### What you should do
Write out the lines from the line containing "of the dried" through the final line of the listing below, exactly, omitting every other line.

-- -- --

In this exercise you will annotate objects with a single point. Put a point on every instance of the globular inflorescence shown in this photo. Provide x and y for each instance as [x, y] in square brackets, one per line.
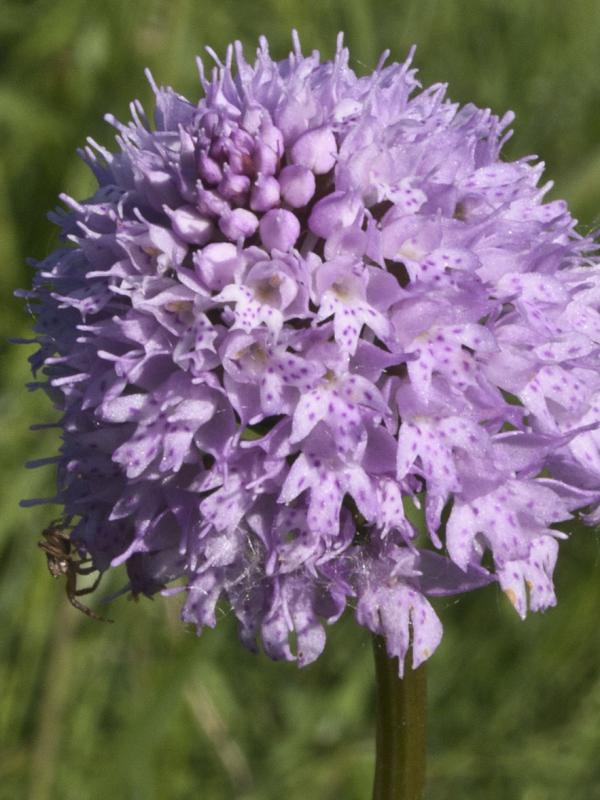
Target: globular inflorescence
[296, 317]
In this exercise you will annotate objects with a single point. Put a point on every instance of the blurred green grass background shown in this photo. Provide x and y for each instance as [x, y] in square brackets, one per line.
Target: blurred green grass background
[144, 709]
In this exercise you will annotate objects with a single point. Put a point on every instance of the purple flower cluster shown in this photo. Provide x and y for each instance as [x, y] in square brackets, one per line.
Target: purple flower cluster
[295, 316]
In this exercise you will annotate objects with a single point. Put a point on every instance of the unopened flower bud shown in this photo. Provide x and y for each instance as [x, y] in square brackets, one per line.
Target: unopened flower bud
[279, 229]
[316, 149]
[265, 193]
[238, 224]
[191, 226]
[297, 185]
[337, 210]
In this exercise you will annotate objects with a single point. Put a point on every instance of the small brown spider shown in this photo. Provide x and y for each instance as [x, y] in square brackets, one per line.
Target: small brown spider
[63, 560]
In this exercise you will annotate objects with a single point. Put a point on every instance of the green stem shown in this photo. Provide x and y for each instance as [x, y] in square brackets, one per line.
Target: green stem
[400, 741]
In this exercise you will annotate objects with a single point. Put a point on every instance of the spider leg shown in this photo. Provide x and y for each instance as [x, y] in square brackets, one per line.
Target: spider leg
[85, 570]
[72, 595]
[89, 589]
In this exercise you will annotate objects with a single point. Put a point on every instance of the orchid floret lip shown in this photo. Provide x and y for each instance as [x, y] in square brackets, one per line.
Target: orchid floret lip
[315, 345]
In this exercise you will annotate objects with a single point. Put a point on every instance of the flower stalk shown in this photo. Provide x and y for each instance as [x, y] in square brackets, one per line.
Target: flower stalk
[401, 731]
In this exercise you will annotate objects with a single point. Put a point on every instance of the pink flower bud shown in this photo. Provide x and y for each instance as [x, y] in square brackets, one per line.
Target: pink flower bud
[191, 226]
[238, 224]
[316, 149]
[265, 193]
[297, 185]
[279, 229]
[337, 210]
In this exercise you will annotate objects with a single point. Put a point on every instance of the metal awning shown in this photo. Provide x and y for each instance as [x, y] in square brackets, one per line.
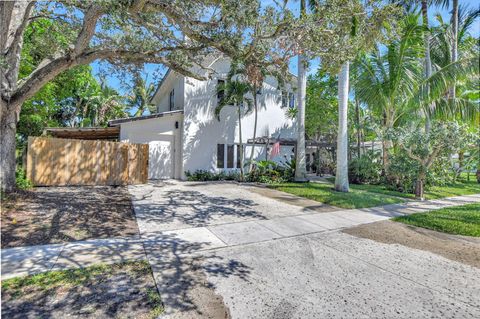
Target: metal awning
[84, 133]
[287, 142]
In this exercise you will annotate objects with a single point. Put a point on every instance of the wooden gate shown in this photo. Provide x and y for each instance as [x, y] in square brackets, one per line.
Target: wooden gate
[60, 162]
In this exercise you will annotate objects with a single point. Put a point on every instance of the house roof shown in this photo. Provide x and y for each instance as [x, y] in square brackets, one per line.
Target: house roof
[141, 118]
[84, 133]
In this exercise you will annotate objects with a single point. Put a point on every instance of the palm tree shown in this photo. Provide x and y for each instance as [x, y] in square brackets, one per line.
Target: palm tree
[386, 80]
[341, 176]
[234, 95]
[300, 165]
[392, 84]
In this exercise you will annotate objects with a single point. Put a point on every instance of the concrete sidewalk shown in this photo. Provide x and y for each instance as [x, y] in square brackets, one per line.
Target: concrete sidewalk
[35, 259]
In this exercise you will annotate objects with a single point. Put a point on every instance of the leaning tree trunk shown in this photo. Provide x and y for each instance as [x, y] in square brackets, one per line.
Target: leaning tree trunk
[300, 165]
[8, 128]
[341, 176]
[254, 128]
[240, 141]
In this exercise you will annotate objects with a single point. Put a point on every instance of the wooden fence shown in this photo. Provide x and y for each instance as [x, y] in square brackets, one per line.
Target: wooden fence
[60, 162]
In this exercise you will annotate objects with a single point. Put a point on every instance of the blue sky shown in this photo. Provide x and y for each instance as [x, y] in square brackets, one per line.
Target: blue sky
[153, 73]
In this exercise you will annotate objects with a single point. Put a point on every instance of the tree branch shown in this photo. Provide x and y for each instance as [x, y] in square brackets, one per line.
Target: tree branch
[90, 19]
[49, 69]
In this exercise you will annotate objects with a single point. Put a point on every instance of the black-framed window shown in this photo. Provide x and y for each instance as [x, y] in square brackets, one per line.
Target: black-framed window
[239, 163]
[284, 99]
[171, 100]
[230, 156]
[220, 155]
[220, 90]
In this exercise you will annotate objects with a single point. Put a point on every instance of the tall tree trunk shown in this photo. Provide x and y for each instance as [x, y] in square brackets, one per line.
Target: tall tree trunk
[454, 40]
[341, 176]
[428, 60]
[419, 185]
[300, 165]
[8, 129]
[240, 141]
[357, 119]
[254, 128]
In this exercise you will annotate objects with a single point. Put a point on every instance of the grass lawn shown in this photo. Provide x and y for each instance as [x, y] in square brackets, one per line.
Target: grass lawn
[356, 198]
[50, 215]
[125, 290]
[460, 220]
[361, 196]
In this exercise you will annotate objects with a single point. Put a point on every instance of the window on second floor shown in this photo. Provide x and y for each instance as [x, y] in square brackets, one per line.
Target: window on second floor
[220, 91]
[291, 100]
[171, 100]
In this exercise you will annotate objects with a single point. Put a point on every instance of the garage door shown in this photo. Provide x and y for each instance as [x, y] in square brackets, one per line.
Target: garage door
[161, 159]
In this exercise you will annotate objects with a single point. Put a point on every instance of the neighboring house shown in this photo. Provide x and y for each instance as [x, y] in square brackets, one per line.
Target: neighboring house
[184, 134]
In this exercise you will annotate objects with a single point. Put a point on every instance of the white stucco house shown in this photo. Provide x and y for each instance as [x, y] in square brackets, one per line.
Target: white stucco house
[185, 135]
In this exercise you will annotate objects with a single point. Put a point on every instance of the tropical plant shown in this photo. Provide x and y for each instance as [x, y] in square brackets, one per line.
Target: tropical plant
[425, 148]
[122, 33]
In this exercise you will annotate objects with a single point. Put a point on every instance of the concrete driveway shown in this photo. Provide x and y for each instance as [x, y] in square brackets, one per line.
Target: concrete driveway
[221, 249]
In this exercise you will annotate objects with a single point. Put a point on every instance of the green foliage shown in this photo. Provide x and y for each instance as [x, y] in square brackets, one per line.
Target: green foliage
[270, 172]
[366, 169]
[321, 117]
[74, 98]
[402, 173]
[21, 180]
[460, 220]
[204, 175]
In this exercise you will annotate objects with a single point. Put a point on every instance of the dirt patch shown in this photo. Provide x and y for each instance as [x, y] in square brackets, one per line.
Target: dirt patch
[122, 290]
[458, 248]
[49, 215]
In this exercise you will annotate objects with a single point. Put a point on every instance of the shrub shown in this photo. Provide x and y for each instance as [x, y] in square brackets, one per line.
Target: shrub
[402, 173]
[21, 180]
[365, 169]
[271, 172]
[203, 176]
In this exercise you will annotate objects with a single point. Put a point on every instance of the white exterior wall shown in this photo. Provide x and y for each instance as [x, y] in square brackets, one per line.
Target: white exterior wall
[203, 131]
[156, 131]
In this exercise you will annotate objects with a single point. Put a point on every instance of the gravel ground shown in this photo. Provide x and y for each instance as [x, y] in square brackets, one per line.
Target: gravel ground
[458, 248]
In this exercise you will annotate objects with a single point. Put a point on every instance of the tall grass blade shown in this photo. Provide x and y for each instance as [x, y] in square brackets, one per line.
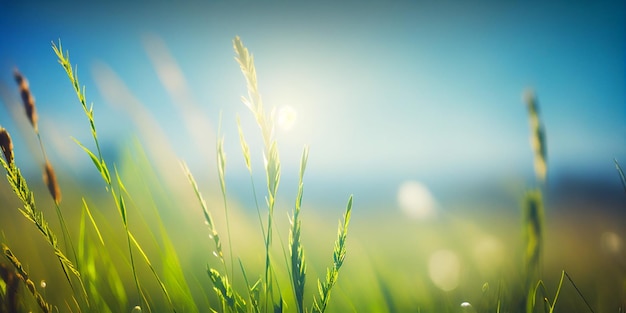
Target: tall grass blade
[339, 255]
[296, 250]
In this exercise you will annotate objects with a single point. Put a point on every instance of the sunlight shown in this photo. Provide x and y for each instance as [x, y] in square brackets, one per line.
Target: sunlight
[416, 200]
[286, 118]
[444, 269]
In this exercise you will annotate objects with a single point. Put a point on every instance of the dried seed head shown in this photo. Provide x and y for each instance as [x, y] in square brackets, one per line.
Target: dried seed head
[6, 145]
[538, 136]
[50, 179]
[27, 98]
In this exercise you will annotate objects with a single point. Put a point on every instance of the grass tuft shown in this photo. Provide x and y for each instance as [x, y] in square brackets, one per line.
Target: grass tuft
[6, 145]
[339, 255]
[296, 250]
[23, 276]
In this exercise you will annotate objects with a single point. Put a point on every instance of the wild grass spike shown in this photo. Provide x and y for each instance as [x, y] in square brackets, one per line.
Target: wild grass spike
[23, 276]
[271, 157]
[296, 250]
[50, 179]
[339, 255]
[538, 136]
[6, 145]
[27, 98]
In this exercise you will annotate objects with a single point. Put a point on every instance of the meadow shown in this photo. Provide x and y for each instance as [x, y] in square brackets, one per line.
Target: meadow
[123, 244]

-- -- --

### Solution to the problem
In this exercise you will annotate objects with a single point. Put a point on every instance of the dried seed head shown in this photo. Provide x and y for each instance as [x, y] in square brackets, one per line.
Target: dried seed head
[6, 145]
[538, 136]
[50, 179]
[27, 98]
In this exercise you will annotate objects with a single point. Put a point on every instance of the grass tuft shown in this photo. Provide x and y for each instance as [x, y] in square brackets, one per line.
Target: grass tuft
[6, 145]
[339, 255]
[296, 250]
[23, 276]
In this exercise you will annotate objects with a single point. Put a point on every instance of the wild grass spike shown in this photo. Provide x and y for each instance as [x, y] in square brackets, one per line.
Target: wild grass spike
[23, 276]
[271, 157]
[296, 250]
[50, 179]
[339, 255]
[538, 136]
[6, 145]
[27, 98]
In this exercise you will annotate objects with a single point. Put a point on every instance of the meadow shown in this photo. Provide x and y for each instance as [x, y] in square brackets, one per line.
Target: meadow
[123, 244]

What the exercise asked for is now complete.